And another round of apologies for not posting anything here lately. I'm dealing with an unhealthy mother and an even less healthy company that is supposed to provide certain home health services for her. Or at least, I was dealing with them, which meant endless hours (hours, plural) on the phone, being placed for long periods on "hold" before I could reach what, nine times out of ten turned out to be the wrong person. And don't you just love hearing over and over again, a cheery voice telling you, "We know your time is important so someone will be with you as soon as possible"? They play classical music while you're waiting and I think in the last few days, I've heard the combined works of Beethoven, Brahms, Chopin, Mozart, Handel, Hayden and P.D.Q. Bach.
It's amazing, simply amazing, that a major company has their phones configured so that it takes 38 minutes just to reach a human being. That's how long my first call to them took…and the person I finally did reach was of no help whatsoever.
Even more amazing is that this is a firm that supplies medical supplies to people who need them to survive. You wouldn't tolerate this service from an outfit that delivers pizza…and oxygen is almost as vital. After a day or so of receiving endless apologies but no change in behavior, I think I've blown off the Big Name health services provider (which shall remain nameless) and moved its responsibilities to a small, three-person outfit where the three people answer their phones and one of them is coming over later with the equipment. True, my mother's health insurance won't pay for the small outfit — I will — but at least she's going to get what the doctors say she needs.
Past experience has shown me that when I post something like this, I get a lot of e-mails from people who say, "Oh, how true," and they tell me the story of the lousy service they received last October. Please, since I'm so far behind on everything, save those tales for another time. I don't think we should be entertaining one another with them. I think we should be sending them where they might do some good. I've been complaining — loudly and forcefully — to various execs at the company in question, plus I'm talking to a lady with something called the Joint Commission of Accreditation of Health Care Organizations. (I don't guarantee I got that name right.) She phoned me because a doctor-friend I called for advice phoned her, and she said that one of the reasons companies can get away with such shoddy service is that there's so little downside for them. Folks like us simply don't complain enough. I intend to do my share.
I'll be back in a day or so. Just as soon as I get things straightened out.

• SUPPLIED ENTRIES:
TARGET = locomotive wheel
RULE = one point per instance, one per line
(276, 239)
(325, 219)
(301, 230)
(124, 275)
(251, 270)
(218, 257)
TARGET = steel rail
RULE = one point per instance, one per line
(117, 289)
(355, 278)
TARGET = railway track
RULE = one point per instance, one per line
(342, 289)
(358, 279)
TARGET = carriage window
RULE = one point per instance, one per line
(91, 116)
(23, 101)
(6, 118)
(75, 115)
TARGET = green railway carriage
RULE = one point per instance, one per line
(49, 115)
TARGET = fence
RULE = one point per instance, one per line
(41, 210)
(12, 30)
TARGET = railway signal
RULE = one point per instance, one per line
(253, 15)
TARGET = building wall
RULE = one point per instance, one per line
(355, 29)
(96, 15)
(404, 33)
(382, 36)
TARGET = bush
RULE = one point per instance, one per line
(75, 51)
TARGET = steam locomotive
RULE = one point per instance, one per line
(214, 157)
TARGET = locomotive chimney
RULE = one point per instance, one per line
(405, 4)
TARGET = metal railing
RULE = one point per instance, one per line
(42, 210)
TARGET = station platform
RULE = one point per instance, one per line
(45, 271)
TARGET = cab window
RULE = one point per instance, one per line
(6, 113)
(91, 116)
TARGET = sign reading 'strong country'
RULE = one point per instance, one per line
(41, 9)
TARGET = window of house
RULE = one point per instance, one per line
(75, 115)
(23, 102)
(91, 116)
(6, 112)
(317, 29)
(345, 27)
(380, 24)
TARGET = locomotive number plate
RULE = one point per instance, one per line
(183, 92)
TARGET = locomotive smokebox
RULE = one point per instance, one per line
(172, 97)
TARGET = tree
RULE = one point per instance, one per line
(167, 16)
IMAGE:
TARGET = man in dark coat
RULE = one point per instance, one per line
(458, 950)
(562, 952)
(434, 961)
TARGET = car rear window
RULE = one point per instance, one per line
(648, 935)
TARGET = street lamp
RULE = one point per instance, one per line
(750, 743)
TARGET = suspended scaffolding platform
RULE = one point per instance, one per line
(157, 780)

• TASK PROMPT: Reproduce the stretch of the post about the home health services company from "Even more amazing" through "say she needs.", substituting "groceries" for "pizza".

• YOUR SOLUTION:
Even more amazing is that this is a firm that supplies medical supplies to people who need them to survive. You wouldn't tolerate this service from an outfit that delivers groceries…and oxygen is almost as vital. After a day or so of receiving endless apologies but no change in behavior, I think I've blown off the Big Name health services provider (which shall remain nameless) and moved its responsibilities to a small, three-person outfit where the three people answer their phones and one of them is coming over later with the equipment. True, my mother's health insurance won't pay for the small outfit — I will — but at least she's going to get what the doctors say she needs.